▶ _PROBLEM DESCRIPTION_: Determine how many lines in the records hold "prius", and give that number with nothing added.

Dataset items:

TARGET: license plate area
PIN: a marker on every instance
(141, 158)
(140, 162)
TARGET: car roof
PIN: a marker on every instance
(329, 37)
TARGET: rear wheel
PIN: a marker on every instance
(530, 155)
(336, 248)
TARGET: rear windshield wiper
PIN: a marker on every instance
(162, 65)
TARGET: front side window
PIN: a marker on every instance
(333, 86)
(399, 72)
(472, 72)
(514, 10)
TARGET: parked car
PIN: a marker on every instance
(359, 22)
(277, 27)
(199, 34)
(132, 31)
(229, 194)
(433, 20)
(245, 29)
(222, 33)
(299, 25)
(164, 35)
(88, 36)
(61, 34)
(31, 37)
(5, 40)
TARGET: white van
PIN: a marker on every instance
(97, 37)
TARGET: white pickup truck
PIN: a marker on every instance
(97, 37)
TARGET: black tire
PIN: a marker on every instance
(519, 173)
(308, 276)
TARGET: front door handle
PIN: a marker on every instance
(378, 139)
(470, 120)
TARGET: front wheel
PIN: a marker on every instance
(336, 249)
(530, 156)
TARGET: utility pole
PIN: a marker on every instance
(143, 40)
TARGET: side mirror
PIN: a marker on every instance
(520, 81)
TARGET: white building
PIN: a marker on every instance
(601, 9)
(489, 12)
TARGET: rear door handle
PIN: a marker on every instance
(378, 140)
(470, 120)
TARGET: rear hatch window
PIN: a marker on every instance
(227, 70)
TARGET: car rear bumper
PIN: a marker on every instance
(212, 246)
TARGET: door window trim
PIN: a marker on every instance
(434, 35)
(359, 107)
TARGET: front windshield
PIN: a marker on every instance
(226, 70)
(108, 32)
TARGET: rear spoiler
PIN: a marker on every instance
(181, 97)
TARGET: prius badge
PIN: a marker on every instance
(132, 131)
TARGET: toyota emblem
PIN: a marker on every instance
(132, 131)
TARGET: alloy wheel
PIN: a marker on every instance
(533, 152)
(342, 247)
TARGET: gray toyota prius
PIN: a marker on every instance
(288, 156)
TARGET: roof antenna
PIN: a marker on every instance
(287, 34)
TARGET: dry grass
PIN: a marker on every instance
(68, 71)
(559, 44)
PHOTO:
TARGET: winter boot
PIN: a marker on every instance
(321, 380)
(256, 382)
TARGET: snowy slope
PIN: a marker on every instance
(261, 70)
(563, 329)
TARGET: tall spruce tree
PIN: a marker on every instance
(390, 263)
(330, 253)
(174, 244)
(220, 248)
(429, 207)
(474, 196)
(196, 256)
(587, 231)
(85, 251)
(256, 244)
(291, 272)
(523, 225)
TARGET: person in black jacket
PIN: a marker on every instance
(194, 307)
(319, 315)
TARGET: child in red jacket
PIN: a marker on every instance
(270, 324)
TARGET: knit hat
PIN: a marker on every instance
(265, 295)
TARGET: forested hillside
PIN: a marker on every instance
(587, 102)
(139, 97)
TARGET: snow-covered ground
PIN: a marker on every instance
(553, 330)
...
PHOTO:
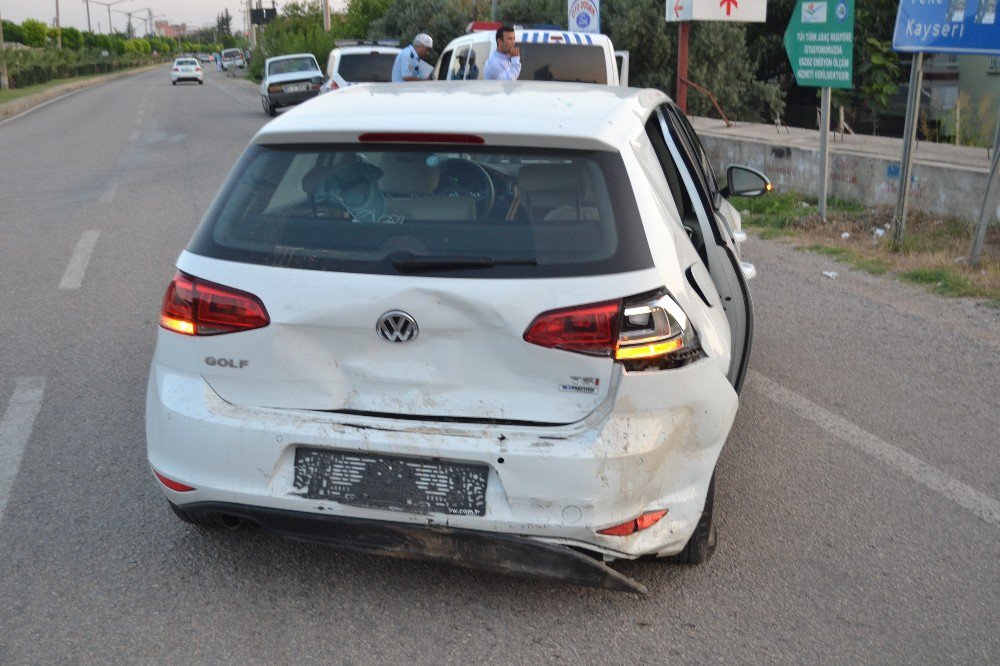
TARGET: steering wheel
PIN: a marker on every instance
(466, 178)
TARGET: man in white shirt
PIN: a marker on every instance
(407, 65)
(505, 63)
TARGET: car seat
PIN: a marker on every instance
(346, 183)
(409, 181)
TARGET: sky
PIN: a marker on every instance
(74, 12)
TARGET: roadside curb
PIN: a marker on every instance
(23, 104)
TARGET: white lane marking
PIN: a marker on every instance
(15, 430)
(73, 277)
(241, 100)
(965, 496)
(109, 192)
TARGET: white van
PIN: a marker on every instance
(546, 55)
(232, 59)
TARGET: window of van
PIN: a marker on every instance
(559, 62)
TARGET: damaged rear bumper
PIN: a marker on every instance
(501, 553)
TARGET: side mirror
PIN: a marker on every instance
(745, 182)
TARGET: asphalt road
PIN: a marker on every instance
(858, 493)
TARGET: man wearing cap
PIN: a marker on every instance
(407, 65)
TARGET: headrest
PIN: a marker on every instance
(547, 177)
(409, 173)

▶ _ANSWER BELOW_: 2